In further support of this conclusion, in the mutant we also identified sites of ectopic Twist1 expression in the trigeminal ganglia (supplementary material Fig. S3) and in the nasal capsule (Fig. 3H,K), which were both restricted to En1Cre lineage-marked cells with forced activation of β-catenin signaling (Fig. 3G,J), and, in chondroprogenitors, corresponded with a reduction in endogenous Sox9 expression (Fig. 3I,L). Collectively, these experiments demonstrate that β-catenin activity is required and sufficient for Twist1 expression.
β-catenin forms a molecular complex that acts on the Twist1 promoter
Next, we determined whether Twist1 is a direct transcriptional target of β-catenin in vivo. We identified consensus TCF/LEF binding motifs in nine regions at the Twist1 locus in addition to one previously identified in the minimal Twist1 promoter (Fig. 3O) (Howe et al., 2003). Chromatin immunoprecipitation followed by quantitative PCR (ChIP-qPCR) for monomethylated lysine 4 of histone H3 (H3K4me1), which is predictive of active or poised enhancer elements, revealed significant enrichment (greater than 6-fold) for three TCF/LEF consensus sequences (Fig. 3P) compared with non-target sites in the Twist1 locus in E12.5 cranial mesenchyme (Creyghton et al., 2010; Heintzman et al., 2007).
Next we tested by ChIP-qPCR on E12.5 cranial mesenchyme whether a transcription complex containing β-catenin directly binds to H3K4me1-marked Twist1 regulatory elements in vivo. β-catenin binding was enriched 2.5-fold at the TCF/LEF consensus site marked by H3K4me1 ~1.7 kb upstream of the transcription start site (Fig. 3Q). These data indicate that β-catenin binds to a putative 5′ enhancer element upstream of the promoter of Twist1 in cranial mesenchyme, which is consistent with the requirement and sufficiency of β-catenin activity for Twist1 expression. However, we cannot rule out the possibility that β-catenin acts on enhancers located more distal to those tested here, or even in trans.
Deletion of Twist1 is sufficient to induce chondrogenesis in cranial mesenchyme
β-catenin positively regulates Twist1 expression and negatively regulates chondrogenesis in cranial bone progenitors. We tested the hypothesis that Twist1 is a key mediator of β-catenin and a negative regulator of chondrogenesis in vivo. We used the En1Cre line and the Twist1 conditional null allele to delete Twist1 from cranial mesenchyme prior to fate specification (Chen et al., 2007). β-galactosidase staining on En1Cre; RR embryos at E15.5 revealed En1Cre lineage cells in the paired frontal and parietal bones as well as in the interparietal bone (Fig. 4A). The lack of Twist1 mRNA confirmed that deletion was effective in Twist1 mutant cranial bone progenitors by E12.5 (Fig. 4B). Conditional Twist1 deletion resulted in Alcian Blue-stained cartilage encompassing the posterior half of the skull from the interparietal bones laterally to the parietal bones, and anteriorly to the coronal suture (Fig. 4C; n=6/6). Twist1 conditional mutants were also missing a posterior section of the frontal bones, an anterior portion of the parietal bones, and a significant amount of the interparietal bone as judged by Alizarin Red staining at E16.5 (Fig. 4C).

◆ ◆ ◆ ◆ ◆ ◆ ◆

# WHAT TO DO:
Write out everything in the Twist1 passage from "β-catenin forms a" down to "Heintzman et al., 2007).", word for word. The data after this point has no connection to the Twist1 passage.

◆ ◆ ◆ ◆ ◆ ◆ ◆

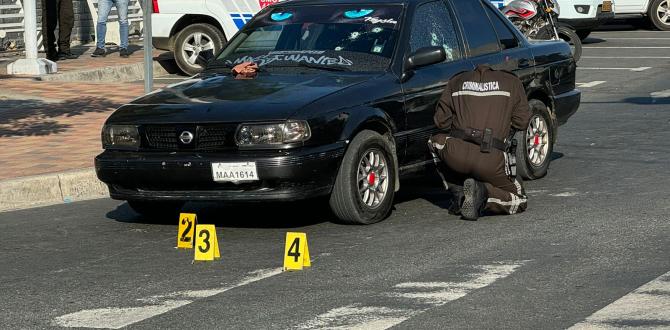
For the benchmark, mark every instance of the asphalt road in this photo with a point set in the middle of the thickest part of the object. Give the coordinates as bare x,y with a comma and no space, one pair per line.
591,251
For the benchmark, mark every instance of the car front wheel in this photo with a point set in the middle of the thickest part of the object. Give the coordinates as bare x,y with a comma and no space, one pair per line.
536,143
364,187
659,13
191,41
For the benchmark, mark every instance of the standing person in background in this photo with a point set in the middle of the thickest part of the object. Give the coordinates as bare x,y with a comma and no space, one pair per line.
104,7
57,13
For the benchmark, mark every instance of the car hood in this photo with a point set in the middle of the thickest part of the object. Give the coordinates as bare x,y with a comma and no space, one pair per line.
225,99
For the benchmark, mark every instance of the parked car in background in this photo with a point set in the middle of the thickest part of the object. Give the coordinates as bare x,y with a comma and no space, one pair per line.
657,12
581,16
189,27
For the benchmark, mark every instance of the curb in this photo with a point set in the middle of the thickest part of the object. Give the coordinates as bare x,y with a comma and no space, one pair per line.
120,73
50,189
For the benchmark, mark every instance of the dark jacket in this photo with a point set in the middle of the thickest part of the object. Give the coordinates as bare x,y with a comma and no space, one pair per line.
483,98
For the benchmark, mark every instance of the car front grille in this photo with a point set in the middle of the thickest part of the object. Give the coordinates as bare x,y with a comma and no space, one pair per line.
211,137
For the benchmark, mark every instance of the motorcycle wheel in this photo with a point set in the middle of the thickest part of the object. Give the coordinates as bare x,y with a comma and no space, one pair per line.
570,36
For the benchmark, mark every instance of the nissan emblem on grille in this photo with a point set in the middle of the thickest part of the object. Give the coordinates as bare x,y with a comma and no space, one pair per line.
186,137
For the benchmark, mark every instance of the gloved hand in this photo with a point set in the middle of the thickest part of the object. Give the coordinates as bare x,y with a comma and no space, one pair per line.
246,70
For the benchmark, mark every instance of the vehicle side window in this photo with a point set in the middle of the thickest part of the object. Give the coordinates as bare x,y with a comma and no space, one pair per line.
433,26
479,33
505,35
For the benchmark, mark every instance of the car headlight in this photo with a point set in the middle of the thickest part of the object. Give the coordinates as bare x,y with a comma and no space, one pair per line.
120,137
273,134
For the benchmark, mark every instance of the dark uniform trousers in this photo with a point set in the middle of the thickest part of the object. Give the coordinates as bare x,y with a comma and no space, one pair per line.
482,99
57,13
465,160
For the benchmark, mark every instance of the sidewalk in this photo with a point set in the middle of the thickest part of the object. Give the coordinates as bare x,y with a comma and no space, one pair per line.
49,127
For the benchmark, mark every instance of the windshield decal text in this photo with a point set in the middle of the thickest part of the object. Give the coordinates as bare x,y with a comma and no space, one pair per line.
297,57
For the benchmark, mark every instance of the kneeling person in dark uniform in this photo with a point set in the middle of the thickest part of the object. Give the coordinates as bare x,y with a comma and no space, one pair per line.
477,110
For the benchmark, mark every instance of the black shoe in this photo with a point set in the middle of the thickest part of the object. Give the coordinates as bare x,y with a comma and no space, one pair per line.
457,199
99,52
475,199
67,56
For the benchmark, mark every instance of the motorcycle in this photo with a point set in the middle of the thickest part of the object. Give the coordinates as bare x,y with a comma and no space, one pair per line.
536,19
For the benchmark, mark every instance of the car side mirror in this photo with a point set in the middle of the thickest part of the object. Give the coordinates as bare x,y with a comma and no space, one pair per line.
204,57
423,57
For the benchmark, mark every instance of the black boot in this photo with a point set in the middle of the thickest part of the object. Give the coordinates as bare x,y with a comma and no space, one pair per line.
457,199
475,199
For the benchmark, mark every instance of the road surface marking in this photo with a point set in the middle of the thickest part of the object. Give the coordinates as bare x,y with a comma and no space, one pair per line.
660,94
638,69
630,57
119,317
646,307
420,296
591,84
641,47
632,38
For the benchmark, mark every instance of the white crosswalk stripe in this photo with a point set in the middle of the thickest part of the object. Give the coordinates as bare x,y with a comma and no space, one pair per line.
647,307
415,297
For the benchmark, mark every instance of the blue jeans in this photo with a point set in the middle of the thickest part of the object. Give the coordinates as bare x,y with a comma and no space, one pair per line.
104,7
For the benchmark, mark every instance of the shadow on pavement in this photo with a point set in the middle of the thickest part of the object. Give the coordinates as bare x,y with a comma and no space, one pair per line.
34,117
241,215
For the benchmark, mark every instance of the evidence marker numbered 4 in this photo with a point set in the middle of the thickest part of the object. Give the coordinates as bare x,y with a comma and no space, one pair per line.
296,252
234,172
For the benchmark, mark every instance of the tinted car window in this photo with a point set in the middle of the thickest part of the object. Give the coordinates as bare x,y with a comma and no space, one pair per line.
479,33
348,37
433,26
505,35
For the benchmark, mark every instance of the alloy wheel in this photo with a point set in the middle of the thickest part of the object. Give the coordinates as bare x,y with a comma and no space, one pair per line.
537,140
663,12
194,44
372,178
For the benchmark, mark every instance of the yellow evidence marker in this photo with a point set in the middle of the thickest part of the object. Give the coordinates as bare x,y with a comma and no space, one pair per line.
296,252
206,243
185,233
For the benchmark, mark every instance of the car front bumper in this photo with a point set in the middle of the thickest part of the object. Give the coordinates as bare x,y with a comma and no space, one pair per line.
283,176
589,23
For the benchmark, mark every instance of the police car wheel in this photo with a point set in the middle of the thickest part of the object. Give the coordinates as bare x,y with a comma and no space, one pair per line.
364,187
536,144
192,40
156,210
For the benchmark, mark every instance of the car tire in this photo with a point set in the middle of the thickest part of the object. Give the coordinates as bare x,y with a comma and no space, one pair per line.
193,39
156,209
536,144
353,199
660,19
583,34
571,37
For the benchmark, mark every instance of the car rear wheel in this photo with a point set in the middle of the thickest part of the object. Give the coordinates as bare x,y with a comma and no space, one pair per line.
535,145
191,41
364,187
659,13
156,209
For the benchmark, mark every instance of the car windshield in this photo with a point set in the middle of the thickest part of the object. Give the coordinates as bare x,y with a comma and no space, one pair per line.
337,38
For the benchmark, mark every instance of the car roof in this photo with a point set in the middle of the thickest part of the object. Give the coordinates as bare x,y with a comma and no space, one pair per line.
348,2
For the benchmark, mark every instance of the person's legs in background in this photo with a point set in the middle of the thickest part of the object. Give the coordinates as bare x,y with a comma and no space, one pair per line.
49,23
122,9
65,24
104,7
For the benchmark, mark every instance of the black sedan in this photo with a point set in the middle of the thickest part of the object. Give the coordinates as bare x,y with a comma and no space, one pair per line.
342,106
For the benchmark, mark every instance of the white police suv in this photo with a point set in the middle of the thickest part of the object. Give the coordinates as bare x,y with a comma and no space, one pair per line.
189,27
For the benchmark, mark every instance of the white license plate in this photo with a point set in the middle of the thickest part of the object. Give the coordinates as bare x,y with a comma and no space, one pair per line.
234,172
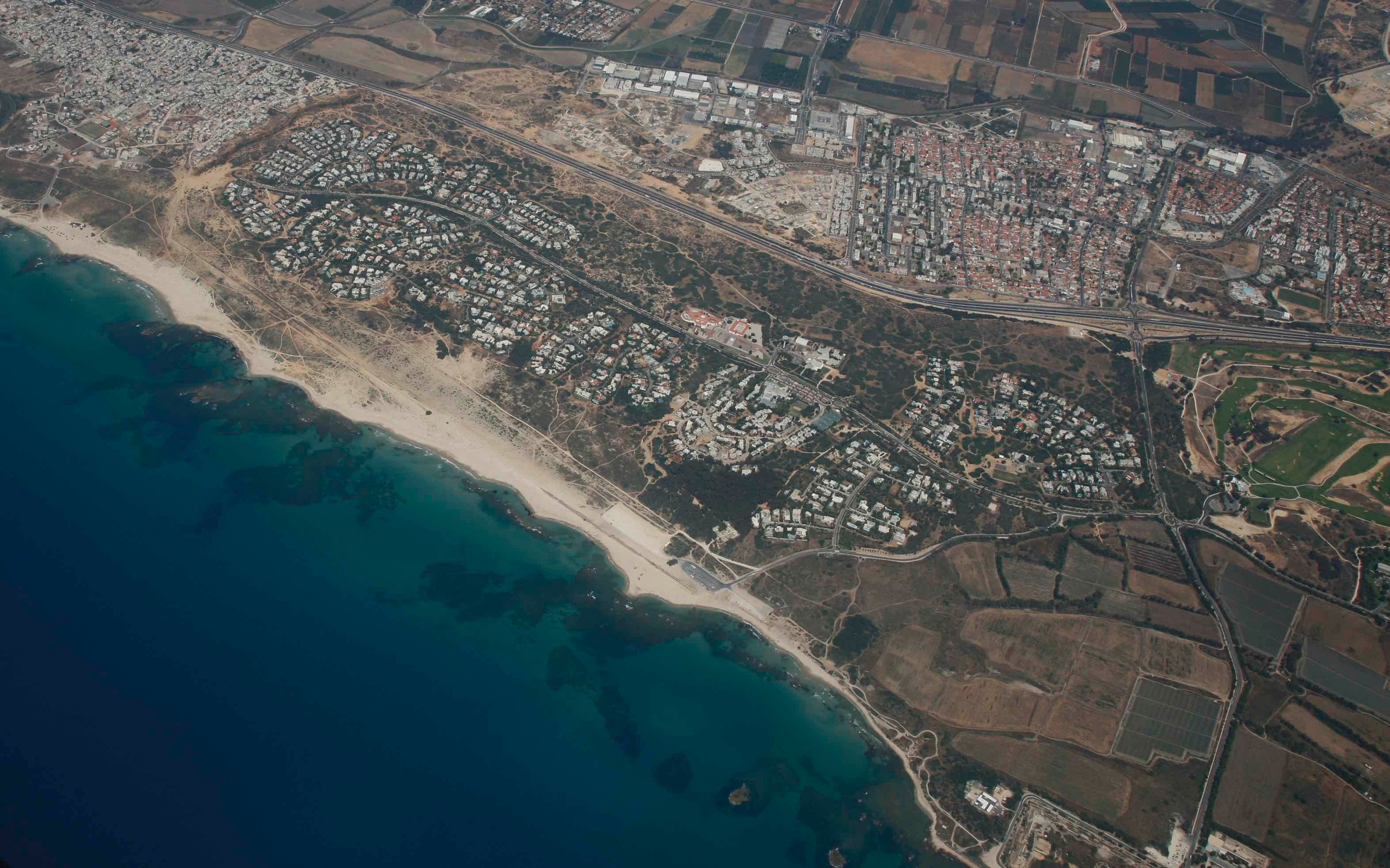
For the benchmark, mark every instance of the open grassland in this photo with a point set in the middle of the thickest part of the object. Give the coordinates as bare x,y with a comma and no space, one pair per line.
267,37
1092,568
1196,625
1183,661
1368,728
975,568
1039,647
979,703
1250,786
380,63
887,60
1188,354
1178,593
1096,693
1346,633
1055,768
1313,447
1343,749
1310,821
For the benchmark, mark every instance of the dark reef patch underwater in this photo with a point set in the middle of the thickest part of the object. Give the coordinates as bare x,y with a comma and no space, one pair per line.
241,631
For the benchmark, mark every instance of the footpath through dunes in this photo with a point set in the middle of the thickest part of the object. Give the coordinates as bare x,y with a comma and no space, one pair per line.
373,647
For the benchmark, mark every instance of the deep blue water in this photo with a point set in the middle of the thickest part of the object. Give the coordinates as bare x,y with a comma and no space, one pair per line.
238,631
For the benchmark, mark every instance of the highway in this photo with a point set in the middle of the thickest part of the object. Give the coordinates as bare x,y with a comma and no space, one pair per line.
1132,319
1118,319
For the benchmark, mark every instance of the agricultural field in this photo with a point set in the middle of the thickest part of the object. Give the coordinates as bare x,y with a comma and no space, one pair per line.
1344,678
1365,729
1346,633
1029,581
976,571
1250,785
1168,721
1147,585
1040,649
267,37
1185,662
1229,65
899,78
1361,763
1310,810
190,13
1097,571
369,60
1263,610
1064,771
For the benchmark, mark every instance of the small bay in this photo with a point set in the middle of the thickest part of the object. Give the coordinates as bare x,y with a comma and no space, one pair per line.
240,631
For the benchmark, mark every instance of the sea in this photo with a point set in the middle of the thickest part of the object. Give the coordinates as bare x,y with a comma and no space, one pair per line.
237,629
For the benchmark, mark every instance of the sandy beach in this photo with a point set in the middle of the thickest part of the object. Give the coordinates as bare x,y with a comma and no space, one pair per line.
632,540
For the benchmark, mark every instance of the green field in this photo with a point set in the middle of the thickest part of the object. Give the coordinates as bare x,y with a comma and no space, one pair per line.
1226,407
1186,357
1364,460
1303,300
1296,460
1258,514
1375,403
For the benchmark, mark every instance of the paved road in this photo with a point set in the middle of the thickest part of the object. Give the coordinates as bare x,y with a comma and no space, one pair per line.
1115,318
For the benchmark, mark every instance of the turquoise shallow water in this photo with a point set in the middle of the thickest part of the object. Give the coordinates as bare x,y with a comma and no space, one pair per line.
238,631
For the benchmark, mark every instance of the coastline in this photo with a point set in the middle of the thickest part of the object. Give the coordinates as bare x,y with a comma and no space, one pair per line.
633,543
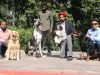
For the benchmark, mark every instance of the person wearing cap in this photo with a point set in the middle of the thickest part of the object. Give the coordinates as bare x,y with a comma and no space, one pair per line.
4,35
67,36
46,24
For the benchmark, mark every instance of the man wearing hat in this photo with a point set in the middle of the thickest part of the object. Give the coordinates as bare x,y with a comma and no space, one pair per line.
67,30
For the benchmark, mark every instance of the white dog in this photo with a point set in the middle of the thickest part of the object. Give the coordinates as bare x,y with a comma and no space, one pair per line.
38,36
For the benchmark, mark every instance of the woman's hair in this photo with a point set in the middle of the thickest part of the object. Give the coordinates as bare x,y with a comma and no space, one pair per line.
95,20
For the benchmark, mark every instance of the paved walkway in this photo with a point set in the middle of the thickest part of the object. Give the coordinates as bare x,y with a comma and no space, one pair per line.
52,64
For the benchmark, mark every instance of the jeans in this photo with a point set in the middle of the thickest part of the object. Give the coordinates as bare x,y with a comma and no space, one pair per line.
3,48
46,39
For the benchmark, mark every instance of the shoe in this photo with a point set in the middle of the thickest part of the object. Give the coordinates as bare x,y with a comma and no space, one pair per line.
69,58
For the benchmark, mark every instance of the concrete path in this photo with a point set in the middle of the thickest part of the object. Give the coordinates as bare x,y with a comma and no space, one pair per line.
52,64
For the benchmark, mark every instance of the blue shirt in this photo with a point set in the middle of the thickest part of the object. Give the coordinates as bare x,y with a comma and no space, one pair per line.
94,34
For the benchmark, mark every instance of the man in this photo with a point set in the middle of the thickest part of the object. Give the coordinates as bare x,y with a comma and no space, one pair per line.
4,35
94,35
67,36
46,24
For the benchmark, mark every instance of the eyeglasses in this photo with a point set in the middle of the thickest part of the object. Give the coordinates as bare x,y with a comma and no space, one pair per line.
94,23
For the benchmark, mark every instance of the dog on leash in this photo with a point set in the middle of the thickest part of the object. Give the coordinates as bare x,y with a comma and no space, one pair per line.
30,48
13,50
86,45
38,36
58,36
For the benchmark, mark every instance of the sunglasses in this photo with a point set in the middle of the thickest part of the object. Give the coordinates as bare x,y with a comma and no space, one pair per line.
94,23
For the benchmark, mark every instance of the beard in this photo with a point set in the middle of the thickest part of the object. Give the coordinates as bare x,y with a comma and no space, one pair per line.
4,28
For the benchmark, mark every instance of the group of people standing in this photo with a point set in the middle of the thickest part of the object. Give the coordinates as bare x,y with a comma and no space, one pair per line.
46,27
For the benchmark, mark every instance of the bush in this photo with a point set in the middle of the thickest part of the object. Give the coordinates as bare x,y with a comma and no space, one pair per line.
26,34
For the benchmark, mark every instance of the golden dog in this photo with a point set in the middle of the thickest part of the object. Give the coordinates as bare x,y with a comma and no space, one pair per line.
13,50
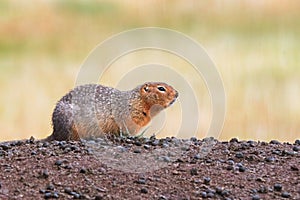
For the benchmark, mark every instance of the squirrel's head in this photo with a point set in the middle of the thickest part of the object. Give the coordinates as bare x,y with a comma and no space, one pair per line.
158,94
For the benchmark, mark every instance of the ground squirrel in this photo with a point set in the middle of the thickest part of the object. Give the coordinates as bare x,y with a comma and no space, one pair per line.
94,110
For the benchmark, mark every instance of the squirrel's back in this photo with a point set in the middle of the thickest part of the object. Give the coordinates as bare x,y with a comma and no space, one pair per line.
94,110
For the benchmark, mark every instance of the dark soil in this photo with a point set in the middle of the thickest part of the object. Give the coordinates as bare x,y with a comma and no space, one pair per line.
131,168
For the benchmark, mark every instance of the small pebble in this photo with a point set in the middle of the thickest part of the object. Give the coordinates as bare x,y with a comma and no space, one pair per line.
234,140
58,162
230,162
239,155
68,190
225,193
83,170
45,173
165,145
162,197
137,151
274,142
46,144
197,156
42,191
99,197
206,180
5,146
256,197
155,142
138,143
75,195
194,171
286,195
210,195
270,159
165,158
55,195
203,194
294,168
296,148
50,187
219,190
47,195
31,140
277,187
141,181
242,169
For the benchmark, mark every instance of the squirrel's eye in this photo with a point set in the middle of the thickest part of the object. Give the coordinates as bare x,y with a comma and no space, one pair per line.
160,88
146,89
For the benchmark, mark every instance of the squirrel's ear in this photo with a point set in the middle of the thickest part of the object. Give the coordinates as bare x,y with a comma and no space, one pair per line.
145,88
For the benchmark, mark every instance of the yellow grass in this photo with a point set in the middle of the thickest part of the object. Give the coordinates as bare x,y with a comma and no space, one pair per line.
254,44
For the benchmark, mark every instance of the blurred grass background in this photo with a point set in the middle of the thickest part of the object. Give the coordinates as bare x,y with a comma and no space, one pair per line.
254,44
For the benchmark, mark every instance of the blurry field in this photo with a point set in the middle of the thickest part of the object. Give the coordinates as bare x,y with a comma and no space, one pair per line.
254,44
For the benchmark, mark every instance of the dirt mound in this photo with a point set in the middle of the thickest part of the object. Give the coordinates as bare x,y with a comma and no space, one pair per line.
141,168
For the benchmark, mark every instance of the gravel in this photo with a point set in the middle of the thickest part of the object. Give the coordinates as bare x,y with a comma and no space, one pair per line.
149,168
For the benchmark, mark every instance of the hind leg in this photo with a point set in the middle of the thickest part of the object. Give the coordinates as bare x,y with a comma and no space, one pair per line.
63,123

◆ ◆ ◆ ◆ ◆ ◆ ◆

# TASK RESULT:
β-catenin forms a molecular complex that acts on the Twist1 promoter
Next, we determined whether Twist1 is a direct transcriptional target of β-catenin in vivo. We identified consensus TCF/LEF binding motifs in nine regions at the Twist1 locus in addition to one previously identified in the minimal Twist1 promoter (Fig. 3O) (Howe et al., 2003). Chromatin immunoprecipitation followed by quantitative PCR (ChIP-qPCR) for monomethylated lysine 4 of histone H3 (H3K4me1), which is predictive of active or poised enhancer elements, revealed significant enrichment (greater than 6-fold) for three TCF/LEF consensus sequences (Fig. 3P) compared with non-target sites in the Twist1 locus in E12.5 cranial mesenchyme (Creyghton et al., 2010; Heintzman et al., 2007).